Can the data below be echoed back word for word?

-------- Data

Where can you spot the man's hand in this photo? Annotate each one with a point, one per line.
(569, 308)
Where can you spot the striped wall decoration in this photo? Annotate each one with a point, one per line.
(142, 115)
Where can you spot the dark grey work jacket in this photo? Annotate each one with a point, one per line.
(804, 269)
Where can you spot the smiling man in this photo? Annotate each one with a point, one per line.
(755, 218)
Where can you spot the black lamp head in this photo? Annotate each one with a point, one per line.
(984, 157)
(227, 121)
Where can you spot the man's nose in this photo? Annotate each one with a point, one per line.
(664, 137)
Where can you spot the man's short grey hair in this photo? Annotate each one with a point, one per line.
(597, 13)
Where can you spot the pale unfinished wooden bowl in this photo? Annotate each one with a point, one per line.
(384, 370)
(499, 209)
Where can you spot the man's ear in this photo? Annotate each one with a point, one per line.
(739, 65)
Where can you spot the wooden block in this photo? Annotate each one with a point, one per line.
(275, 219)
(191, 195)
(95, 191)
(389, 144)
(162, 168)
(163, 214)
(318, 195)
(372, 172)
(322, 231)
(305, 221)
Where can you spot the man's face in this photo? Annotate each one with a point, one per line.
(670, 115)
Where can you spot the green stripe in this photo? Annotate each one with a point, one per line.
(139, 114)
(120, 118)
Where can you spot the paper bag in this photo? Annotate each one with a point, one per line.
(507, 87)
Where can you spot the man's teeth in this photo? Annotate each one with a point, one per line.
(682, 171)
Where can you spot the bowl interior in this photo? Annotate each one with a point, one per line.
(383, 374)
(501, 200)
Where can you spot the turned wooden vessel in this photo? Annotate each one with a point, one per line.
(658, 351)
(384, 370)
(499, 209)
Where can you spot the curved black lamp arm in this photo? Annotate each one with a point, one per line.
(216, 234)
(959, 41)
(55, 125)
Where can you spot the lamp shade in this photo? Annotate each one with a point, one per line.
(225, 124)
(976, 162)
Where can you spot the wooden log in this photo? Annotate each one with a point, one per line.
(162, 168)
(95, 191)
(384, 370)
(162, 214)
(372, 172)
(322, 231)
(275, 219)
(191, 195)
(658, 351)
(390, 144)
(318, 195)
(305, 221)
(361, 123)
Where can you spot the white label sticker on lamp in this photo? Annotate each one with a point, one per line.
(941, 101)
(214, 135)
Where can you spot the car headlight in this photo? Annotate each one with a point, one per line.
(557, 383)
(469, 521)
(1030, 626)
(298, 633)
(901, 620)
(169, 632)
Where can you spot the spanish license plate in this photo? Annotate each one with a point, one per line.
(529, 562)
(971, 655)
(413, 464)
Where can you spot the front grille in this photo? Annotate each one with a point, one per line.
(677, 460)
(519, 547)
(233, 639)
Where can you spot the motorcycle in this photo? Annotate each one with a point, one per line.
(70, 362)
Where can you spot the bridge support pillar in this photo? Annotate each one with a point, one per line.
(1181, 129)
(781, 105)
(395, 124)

----------------

Solution to the problem →
Where can you spot the man's hand in this photo? Annotate each one with a point, one per line.
(569, 308)
Where can you spot the striped wall decoration in this photo? Annotate each one with a point, one per line.
(142, 115)
Where can you spot the dark grey work jacket in this photo? Annotate each one with a point, one per line.
(804, 269)
Where can you spot the smiling man in this photo? Annotate each one with a point, one per line.
(755, 218)
Where can you spot the black lamp head in this photo? Annotate each one with a point, one per line.
(984, 157)
(227, 121)
Where can you spot the man's nose in this photo? Annotate each one with a point, one per line.
(664, 137)
Where can you spot the man's short grey hair in this photo? Annotate each one with a point, one per line.
(597, 13)
Where can you spot the pale unfinished wooden bowl in this photo? Annotate each one with a point, one per line.
(384, 370)
(499, 209)
Where can you spot the man's ear in this photo? Annotate each one with a point, one per line.
(739, 65)
Where can you spot the wooden block in this photo? Annotate each one with a point, one per line.
(275, 219)
(191, 195)
(95, 191)
(389, 144)
(162, 168)
(163, 214)
(318, 195)
(372, 172)
(322, 231)
(305, 221)
Where can you spot the man's face in this photo? Annotate each one with a point, one per line.
(670, 115)
Where can you spot the green stripe in this photo? Annotate each one with a point, one per line.
(139, 114)
(120, 118)
Where can you spot the paper bag in this photo? Annotate each one with a point, one per line.
(507, 87)
Where can you spot the man's teeth in this photo? Annotate each one with a point, one per line.
(682, 171)
Where can you spot the bowl interior in this photo? Annotate each one with a point, one per line.
(383, 374)
(501, 200)
Where can you spot the turned wooden vessel in this photo? Annotate each one with a point, one per line.
(658, 351)
(384, 370)
(499, 209)
Where can you spot the curved black lamp arm in this photo? Annotate each one with a point, one per line.
(216, 234)
(959, 41)
(55, 125)
Where can you spot the lamp shade in this photo? Annotate each one with a point, one per line.
(225, 124)
(976, 162)
Where can you spot the wooden log in this photo? Annotate each one with a point, one per line.
(162, 168)
(95, 191)
(384, 370)
(162, 214)
(372, 172)
(322, 231)
(275, 219)
(191, 195)
(658, 351)
(390, 144)
(318, 195)
(305, 221)
(361, 123)
Where can you spot the white label sticker on lamp in this photo? Annotate each one with a point, one per line.
(941, 101)
(214, 135)
Where can you spot the car headlight in this photo? Annotate each one with a point, one per line.
(557, 383)
(469, 521)
(1030, 626)
(298, 633)
(901, 620)
(169, 632)
Where can you spot the spanish license plate in this photo? Annotate each one with a point, one per line.
(529, 562)
(971, 655)
(413, 464)
Where can you spot the front grille in this photo? Annotate each one with a point, one per line.
(677, 460)
(519, 547)
(233, 639)
Where can you spot the motorcycle in this photo? Annotate each one with a point, one per line.
(70, 362)
Where can you spot the bridge support pillar in this photo? Annotate each one with a point, one per line.
(1181, 129)
(781, 105)
(395, 124)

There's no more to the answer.